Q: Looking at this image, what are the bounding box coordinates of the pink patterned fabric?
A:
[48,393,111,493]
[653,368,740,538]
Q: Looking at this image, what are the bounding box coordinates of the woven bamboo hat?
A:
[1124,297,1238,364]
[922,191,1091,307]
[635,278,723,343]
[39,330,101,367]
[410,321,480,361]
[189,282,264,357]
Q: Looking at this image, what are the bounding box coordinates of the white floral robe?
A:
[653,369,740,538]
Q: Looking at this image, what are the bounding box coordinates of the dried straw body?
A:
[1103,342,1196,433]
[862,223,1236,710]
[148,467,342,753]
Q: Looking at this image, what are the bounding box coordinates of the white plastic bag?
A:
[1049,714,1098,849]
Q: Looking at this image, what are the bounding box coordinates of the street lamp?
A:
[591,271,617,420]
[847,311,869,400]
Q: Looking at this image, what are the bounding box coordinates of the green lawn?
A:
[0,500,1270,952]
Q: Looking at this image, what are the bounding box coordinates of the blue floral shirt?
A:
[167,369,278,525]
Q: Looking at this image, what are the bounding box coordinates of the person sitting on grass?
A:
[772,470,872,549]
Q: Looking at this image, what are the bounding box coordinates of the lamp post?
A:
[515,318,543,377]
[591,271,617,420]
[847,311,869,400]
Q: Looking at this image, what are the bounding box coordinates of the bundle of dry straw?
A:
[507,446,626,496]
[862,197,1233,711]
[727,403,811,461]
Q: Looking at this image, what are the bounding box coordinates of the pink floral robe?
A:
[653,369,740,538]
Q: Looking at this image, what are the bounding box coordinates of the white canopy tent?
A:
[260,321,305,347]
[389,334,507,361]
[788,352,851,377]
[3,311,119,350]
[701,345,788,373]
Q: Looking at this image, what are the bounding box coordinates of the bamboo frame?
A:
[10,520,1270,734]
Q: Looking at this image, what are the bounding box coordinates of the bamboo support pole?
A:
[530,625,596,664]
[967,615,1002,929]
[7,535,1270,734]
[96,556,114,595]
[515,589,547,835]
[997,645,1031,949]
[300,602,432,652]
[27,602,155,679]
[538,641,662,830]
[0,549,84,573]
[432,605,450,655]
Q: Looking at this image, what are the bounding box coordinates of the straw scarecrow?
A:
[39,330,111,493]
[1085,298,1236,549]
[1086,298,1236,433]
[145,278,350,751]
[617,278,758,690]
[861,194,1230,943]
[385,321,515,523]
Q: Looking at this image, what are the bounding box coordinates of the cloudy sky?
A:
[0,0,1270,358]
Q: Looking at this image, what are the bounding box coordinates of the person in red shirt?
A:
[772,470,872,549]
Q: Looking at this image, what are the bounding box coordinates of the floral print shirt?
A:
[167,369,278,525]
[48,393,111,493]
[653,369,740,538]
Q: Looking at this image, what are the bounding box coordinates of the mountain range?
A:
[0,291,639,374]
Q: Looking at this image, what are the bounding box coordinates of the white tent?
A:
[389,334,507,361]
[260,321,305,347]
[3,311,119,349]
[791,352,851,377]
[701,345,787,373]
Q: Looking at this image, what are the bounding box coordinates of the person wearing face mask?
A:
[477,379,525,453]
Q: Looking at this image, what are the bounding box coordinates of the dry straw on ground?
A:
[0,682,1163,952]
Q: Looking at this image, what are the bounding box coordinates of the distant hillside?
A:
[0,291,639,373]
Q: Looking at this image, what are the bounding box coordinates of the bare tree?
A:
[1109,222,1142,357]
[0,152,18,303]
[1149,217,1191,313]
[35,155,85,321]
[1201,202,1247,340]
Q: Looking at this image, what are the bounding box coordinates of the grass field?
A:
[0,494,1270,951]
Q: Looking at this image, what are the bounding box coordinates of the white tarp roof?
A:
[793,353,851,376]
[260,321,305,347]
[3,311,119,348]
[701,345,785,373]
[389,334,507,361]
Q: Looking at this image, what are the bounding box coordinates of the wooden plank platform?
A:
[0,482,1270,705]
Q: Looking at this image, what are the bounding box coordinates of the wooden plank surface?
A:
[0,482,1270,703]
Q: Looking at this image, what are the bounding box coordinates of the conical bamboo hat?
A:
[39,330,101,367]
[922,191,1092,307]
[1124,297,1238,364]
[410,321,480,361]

To be done:
Rewrite every line of the records above as a Markdown table with the columns Row and Line, numbering each row and leaving out blank lines.

The completed task:
| Row | Line |
|---|---|
| 1 | Q: Looking at this image, what are the bounding box coordinates of the pink patterned fabric? |
| 2 | A: |
| 3 | [48,393,111,493] |
| 4 | [653,368,740,538] |
| 5 | Q: Looking at this image, what are the bounding box coordinates of the woven bamboo hat? |
| 6 | A: |
| 7 | [1124,297,1238,364] |
| 8 | [922,191,1091,307] |
| 9 | [635,278,723,343] |
| 10 | [39,330,101,367] |
| 11 | [410,321,480,361] |
| 12 | [189,282,264,357] |
| 13 | Q: Looking at this image, what are the bounding box coordinates of the white floral robe? |
| 14 | A: |
| 15 | [653,369,740,538] |
| 16 | Q: Looking at this image, what are the bounding box coordinates of the dried straw body? |
| 17 | A: |
| 18 | [1103,342,1196,433] |
| 19 | [862,223,1236,710] |
| 20 | [148,467,342,753] |
| 21 | Q: Looking at this image, what are the bounding box coordinates of the white plastic bag? |
| 22 | A: |
| 23 | [1049,714,1098,849] |
| 24 | Q: Looking at this image, what are the bounding box coordinates of the street lamp? |
| 25 | A: |
| 26 | [591,271,617,420] |
| 27 | [847,311,869,400] |
| 28 | Q: Looking at this image, what are the bounding box coordinates of the green lawn? |
| 29 | A: |
| 30 | [0,500,1270,952] |
| 31 | Q: Looking at this image, what are the bounding box coordinates of the blue floral shirt? |
| 32 | A: |
| 33 | [167,369,278,525] |
| 34 | Q: Looking at this image, what are the bounding box coordinates of the person sitting on grass? |
| 35 | A: |
| 36 | [772,470,872,549] |
| 37 | Q: Looking at this image, what are the bounding box coordinates of the lamp post? |
| 38 | A: |
| 39 | [515,318,543,377] |
| 40 | [591,271,617,420] |
| 41 | [847,311,869,400] |
| 42 | Q: Looking at this image, what are the bounding box coordinates of the bundle of dry straw? |
| 43 | A: |
| 44 | [507,446,626,496] |
| 45 | [862,197,1233,711] |
| 46 | [727,403,811,461] |
| 47 | Q: Looking at this image, what are the bounding box coordinates of the pink floral robe? |
| 48 | A: |
| 49 | [653,369,740,538] |
| 50 | Q: Looking at this image, what are the bounding box coordinates of the white canopy tent? |
| 51 | A: |
| 52 | [260,321,305,347] |
| 53 | [389,334,507,361] |
| 54 | [788,352,851,377] |
| 55 | [3,311,119,350] |
| 56 | [701,345,788,373] |
| 57 | Q: Looking at this image, what are the bounding box coordinates of the bamboo frame? |
| 58 | A: |
| 59 | [10,520,1270,734] |
| 60 | Q: Looking at this image, what are the bounding box coordinates of the bamboo support pole? |
| 61 | A: |
| 62 | [530,625,596,664] |
| 63 | [967,615,1002,929] |
| 64 | [7,535,1270,734] |
| 65 | [96,556,114,595] |
| 66 | [515,589,547,835] |
| 67 | [997,645,1031,949] |
| 68 | [300,602,432,652] |
| 69 | [27,602,155,679] |
| 70 | [538,641,662,830] |
| 71 | [0,549,84,573] |
| 72 | [432,605,450,655] |
| 73 | Q: Looking at this image, what are the bounding box coordinates of the straw scarecrow? |
| 74 | A: |
| 75 | [39,330,111,493] |
| 76 | [1085,298,1236,549] |
| 77 | [1086,298,1236,433] |
| 78 | [145,278,350,751] |
| 79 | [617,278,758,690] |
| 80 | [861,194,1230,943] |
| 81 | [385,321,515,523] |
| 82 | Q: Looking at this image, what are the bounding box coordinates of the cloudy sky? |
| 83 | A: |
| 84 | [0,0,1270,358] |
| 85 | Q: Looking at this image, what are the bounding box coordinates of the person in red shirt? |
| 86 | A: |
| 87 | [772,470,872,549] |
| 88 | Q: Looking at this image, what are the bounding box coordinates of the floral print shirt? |
| 89 | A: |
| 90 | [167,369,278,525] |
| 91 | [48,393,111,493] |
| 92 | [653,369,740,538] |
| 93 | Q: Looking at this image, what are the bounding box coordinates of the mountain range? |
| 94 | A: |
| 95 | [0,291,639,374] |
| 96 | Q: Looking at this image, what are the bounding box coordinates of the white tent? |
| 97 | A: |
| 98 | [389,334,507,361] |
| 99 | [260,321,305,347] |
| 100 | [3,311,119,349] |
| 101 | [791,352,851,377] |
| 102 | [701,345,787,373] |
| 103 | Q: Looking at this image, what are the bounding box coordinates of the person wearing face mask? |
| 104 | A: |
| 105 | [477,379,525,453] |
| 106 | Q: Looking at this image, what are the bounding box coordinates of the dry straw on ground? |
| 107 | A: |
| 108 | [0,682,1163,952] |
| 109 | Q: Looking at this image, what are the bounding box coordinates of the distant hillside? |
| 110 | A: |
| 111 | [0,291,639,373] |
| 112 | Q: Looking at this image, what are the bounding box coordinates of the bare tree? |
| 113 | A: |
| 114 | [1109,222,1142,357] |
| 115 | [0,152,18,303] |
| 116 | [1149,217,1191,313] |
| 117 | [35,155,85,321] |
| 118 | [1201,202,1247,340] |
| 119 | Q: Looking at this image, what are the bounding box coordinates of the grass field? |
| 120 | A: |
| 121 | [0,494,1270,951] |
| 122 | Q: Looking at this image, what are the bounding box coordinates of the white tarp roof? |
| 123 | A: |
| 124 | [793,353,851,376] |
| 125 | [260,321,305,347] |
| 126 | [3,311,119,348] |
| 127 | [701,345,785,373] |
| 128 | [389,334,507,361] |
| 129 | Q: Looking at this image, what are the bounding box coordinates of the wooden plank platform? |
| 130 | A: |
| 131 | [0,482,1270,705] |
| 132 | Q: Looking at this image, what are the bounding box coordinates of the wooden plank surface? |
| 133 | A: |
| 134 | [0,482,1270,703] |
| 135 | Q: Looking at this image, what are the bounding box coordinates of the conical bamboo hat? |
| 136 | A: |
| 137 | [39,330,101,367] |
| 138 | [922,191,1092,307] |
| 139 | [1124,297,1238,364] |
| 140 | [410,321,480,361] |